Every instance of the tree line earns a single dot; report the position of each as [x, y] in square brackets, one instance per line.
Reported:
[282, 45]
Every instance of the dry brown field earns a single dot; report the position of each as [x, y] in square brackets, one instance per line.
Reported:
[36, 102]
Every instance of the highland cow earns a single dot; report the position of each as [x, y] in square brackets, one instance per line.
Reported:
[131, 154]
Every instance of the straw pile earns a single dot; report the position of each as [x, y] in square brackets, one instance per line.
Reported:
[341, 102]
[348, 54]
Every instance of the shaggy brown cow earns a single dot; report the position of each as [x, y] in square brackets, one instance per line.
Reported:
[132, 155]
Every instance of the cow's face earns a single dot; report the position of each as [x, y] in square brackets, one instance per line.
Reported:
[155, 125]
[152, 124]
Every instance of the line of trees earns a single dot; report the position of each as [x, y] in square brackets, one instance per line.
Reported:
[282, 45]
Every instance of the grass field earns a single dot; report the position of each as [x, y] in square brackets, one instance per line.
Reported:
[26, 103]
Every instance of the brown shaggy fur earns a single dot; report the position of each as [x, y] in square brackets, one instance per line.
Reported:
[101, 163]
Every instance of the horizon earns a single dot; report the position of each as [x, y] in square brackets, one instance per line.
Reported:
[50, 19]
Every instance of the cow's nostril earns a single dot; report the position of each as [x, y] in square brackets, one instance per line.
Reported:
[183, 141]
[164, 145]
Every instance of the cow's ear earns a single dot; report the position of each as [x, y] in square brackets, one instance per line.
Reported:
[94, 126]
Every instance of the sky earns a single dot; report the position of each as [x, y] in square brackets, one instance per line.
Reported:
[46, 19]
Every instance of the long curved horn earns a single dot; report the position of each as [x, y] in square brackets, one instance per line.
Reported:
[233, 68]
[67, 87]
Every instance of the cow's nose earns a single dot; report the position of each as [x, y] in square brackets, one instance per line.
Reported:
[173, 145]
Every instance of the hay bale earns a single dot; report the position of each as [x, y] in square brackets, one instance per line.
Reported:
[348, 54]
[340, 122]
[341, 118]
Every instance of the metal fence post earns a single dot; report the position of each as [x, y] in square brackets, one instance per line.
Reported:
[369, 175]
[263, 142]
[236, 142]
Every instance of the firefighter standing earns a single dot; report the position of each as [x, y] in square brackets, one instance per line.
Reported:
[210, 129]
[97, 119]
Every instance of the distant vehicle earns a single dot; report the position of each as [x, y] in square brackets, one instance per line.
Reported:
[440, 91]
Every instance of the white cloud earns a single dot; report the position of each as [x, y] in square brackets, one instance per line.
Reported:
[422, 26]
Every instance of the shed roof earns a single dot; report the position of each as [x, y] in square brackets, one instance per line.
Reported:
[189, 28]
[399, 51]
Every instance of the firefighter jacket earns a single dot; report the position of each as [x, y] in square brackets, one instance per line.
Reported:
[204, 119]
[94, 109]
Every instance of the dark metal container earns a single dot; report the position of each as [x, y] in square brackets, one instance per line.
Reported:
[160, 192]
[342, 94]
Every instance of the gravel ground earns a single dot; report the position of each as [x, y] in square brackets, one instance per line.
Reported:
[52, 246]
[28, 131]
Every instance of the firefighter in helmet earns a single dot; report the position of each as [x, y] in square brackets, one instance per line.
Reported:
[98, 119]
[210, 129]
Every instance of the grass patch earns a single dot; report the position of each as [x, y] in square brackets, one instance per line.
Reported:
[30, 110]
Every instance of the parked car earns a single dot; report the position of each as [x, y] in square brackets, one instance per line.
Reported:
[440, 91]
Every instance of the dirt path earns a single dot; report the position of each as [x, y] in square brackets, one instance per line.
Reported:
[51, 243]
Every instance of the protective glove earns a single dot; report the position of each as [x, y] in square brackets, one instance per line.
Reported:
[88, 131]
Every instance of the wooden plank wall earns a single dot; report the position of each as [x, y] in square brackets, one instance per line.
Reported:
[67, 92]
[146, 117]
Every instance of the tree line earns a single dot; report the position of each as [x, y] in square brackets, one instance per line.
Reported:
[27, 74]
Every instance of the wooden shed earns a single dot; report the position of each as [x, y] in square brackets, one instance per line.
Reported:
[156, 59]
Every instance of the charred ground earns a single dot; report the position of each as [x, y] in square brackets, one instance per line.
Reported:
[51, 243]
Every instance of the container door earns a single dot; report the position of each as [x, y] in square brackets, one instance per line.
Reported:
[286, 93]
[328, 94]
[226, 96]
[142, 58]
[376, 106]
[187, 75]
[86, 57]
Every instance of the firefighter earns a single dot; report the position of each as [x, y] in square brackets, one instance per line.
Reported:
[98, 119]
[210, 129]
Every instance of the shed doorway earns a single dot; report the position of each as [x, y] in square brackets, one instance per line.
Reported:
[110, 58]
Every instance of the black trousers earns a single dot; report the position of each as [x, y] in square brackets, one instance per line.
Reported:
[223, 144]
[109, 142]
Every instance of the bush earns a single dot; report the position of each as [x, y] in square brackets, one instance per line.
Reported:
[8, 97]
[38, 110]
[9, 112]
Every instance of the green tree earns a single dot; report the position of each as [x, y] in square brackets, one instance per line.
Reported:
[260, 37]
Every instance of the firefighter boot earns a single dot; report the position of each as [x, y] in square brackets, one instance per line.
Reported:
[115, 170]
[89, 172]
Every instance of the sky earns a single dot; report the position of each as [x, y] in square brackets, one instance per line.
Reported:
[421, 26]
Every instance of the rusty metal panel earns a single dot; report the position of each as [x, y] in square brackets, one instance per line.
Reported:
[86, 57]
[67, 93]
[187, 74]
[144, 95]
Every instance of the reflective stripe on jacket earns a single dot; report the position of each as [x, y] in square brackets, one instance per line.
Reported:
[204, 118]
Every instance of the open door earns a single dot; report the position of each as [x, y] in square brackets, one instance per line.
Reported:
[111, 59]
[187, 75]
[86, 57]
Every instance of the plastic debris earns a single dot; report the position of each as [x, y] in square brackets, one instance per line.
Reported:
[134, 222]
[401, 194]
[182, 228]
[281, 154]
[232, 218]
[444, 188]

Problem to work on:
Reproduce all of the data above verbatim, line for line, without altering any character.

Exercise result:
Every instance of the tree line earns a single dot; report the position of each as [x, y] in square brackets, one instance per line.
Reported:
[282, 45]
Every instance of the dry brown field earns a single dot; report the position of each as [x, y] in square brackets, one instance per line.
Reported:
[36, 102]
Every instance of the highland cow earns a single dot; report the position of each as [x, y] in square brackets, one instance per line.
Reported:
[131, 154]
Every instance of the straw pile earns a single dot; report the position of each as [x, y] in square brackets, one instance per line.
Reported:
[341, 102]
[348, 54]
Every instance of the shaggy brown cow earns a single dot; report the position of each as [x, y] in square brackets, one instance per line.
Reported:
[132, 155]
Every instance of the cow's face earns a single dot; report the position of each as [x, y] in square brackets, one instance per line.
Reported:
[155, 125]
[152, 124]
Every instance of the line of trees earns a single dot; report the position of each as [x, y] in square brackets, one instance per line.
Reported:
[282, 45]
Every instance of the grass field earns a single dot; report the position of each as [x, y] in square brackets, one instance per line.
Reported:
[26, 103]
Every instance of the brown shaggy fur earns a single dot; report the position of each as [x, y] in square brackets, one instance per line.
Reported:
[101, 163]
Every instance of the horizon earns a single dot; report the position of each as [x, y] in square brackets, one instance per line.
Reported:
[50, 19]
Every instance of the cow's nostril earns a single dot; report the position of each as [x, y] in square brackets, one instance per line.
Reported:
[183, 141]
[164, 145]
Every instance of the cow's ear earns a single dot; report the position of each as [x, y] in square brackets, one instance per line.
Reported:
[94, 126]
Every instance of the sky earns a single dot; report the position of each as [x, y] in square brackets, one instance per line.
Reported:
[46, 19]
Every instance of the long curved horn earns a single dot; report the position of each as [x, y] in square brackets, one instance per line.
Reported:
[233, 68]
[67, 87]
Every instance of the cow's nose earns a single dot; report the position of each as [x, y] in square brackets, one instance per line.
Reported:
[173, 145]
Every instance of the hay bale earns a single dot; report the position of each as [x, y] in square brackets, one instance per line.
Reported:
[348, 54]
[340, 122]
[341, 118]
Every instance of the metal fence post earns a single dot; report the position of each as [x, y] in square brackets, one instance per line.
Reported:
[369, 175]
[263, 142]
[236, 142]
Every instance of the firefighter standing earns a single dot; report the position of each as [x, y] in square brackets, one instance per line.
Reported:
[210, 129]
[97, 119]
Every instance of the distant vehicle earns a single dot; report the position of each as [x, y] in square brackets, one instance per line.
Reported:
[440, 91]
Every instance of the white cloud earns a single dot; report the position of each as [x, y] in square brackets, one instance per line.
Reported:
[422, 26]
Every instance of the shed roof earns a single dot; report the position of each as [x, y] in square brackets, one instance per line.
Reported:
[189, 28]
[399, 51]
Every instance of the firefighter jacket earns a single dot; report the position of each as [x, y] in square brackets, one instance per line.
Reported:
[204, 119]
[94, 109]
Every instance of the dark metal container earns a single dot; report the position of each as [x, y] in square brackets, one instance per line.
Reported:
[160, 192]
[342, 94]
Every instance of the gravel ground earns a single dot; report the position of each as [x, y] in square brackets, one instance per line.
Reported:
[52, 246]
[28, 131]
Every instance of the firefighter in helmet earns a single dot; report the position of each as [x, y] in square brackets, one instance per line.
Reported:
[98, 119]
[210, 129]
Every instance of the grass patch earns a single dot; report the position of each as [x, y] in square brackets, one instance per line.
Reported:
[30, 110]
Every instance of the parked car earns a single dot; report the position of each as [x, y] in square brackets, one instance per line.
Reported:
[440, 91]
Every instance of the dirt path earns a single dot; report the position of each as [x, y] in square brackets, one instance per line.
Reported:
[51, 243]
Every instance of the protective glove earns a single dot; report the position of each as [x, y] in square brackets, one instance per line.
Reported:
[88, 131]
Every instance of the wooden plank wall earns a single dot; report the position of each as [x, y] in square brackets, one instance per line.
Reported:
[67, 92]
[146, 117]
Every instance of the tree line earns a single dot; report the position of each as [x, y] in square brackets, one instance per line.
Reported:
[27, 74]
Every instance of the wooden shed earns a single dot; report the position of each as [x, y] in square brackets, one instance per line.
Reported:
[156, 59]
Every instance of the charred ground earns a single dot; report the position of each as [x, y] in square brackets, one instance per line.
Reported:
[51, 243]
Every instance of the container door earns a single dot; report the position of each as [x, y] in square brackets, one instance per line.
Reported:
[286, 93]
[328, 94]
[226, 96]
[142, 58]
[376, 106]
[187, 75]
[86, 57]
Every instance of the firefighter earns a single dot; report the position of each as [x, y] in square brackets, one instance per line.
Reported:
[98, 119]
[210, 129]
Every instance of the shed doorway earns a single dot; report the position of each as [x, y] in square brackets, one instance per line.
Reported:
[110, 58]
Every instance of the black trousers earns a single dot; report the position of each as [x, y] in square brackets, one instance per line.
Reported:
[223, 144]
[109, 142]
Every instance of the bush earns a single dot; report the position of each as [x, y] in square brackets, one instance per line.
Reported:
[8, 97]
[38, 110]
[9, 112]
Every instance of the green tree earns a single dot; report the position of each as [x, y] in square brackets, one instance per line.
Reported:
[260, 37]
Every instance of the firefighter boot earns a single dot; report the position of each as [x, y] in square brackets, one instance per line.
Reported:
[115, 170]
[89, 172]
Every instance of the sky earns a single dot; report the position of each as [x, y] in square brackets, one instance per line.
Reported:
[421, 26]
Every instance of the rusty metal panel earns a single dot; report the position of each as [x, y] in square brackets, one instance per line.
Reported:
[86, 57]
[67, 93]
[187, 74]
[144, 95]
Every instance of the reflective stripe on jacket earns a single dot; report the position of each as [x, y] in square brackets, one instance per line.
Reported:
[204, 118]
Every instance of the open door earns a single dot; report the position of each as [x, y] in square brackets, one instance per line.
Reported:
[111, 59]
[187, 75]
[86, 57]
Every instance of the plastic debris earns a single dot; report the position of each as [x, y] in square brackets, one instance per line.
Reported:
[134, 222]
[401, 194]
[182, 228]
[281, 154]
[232, 218]
[444, 188]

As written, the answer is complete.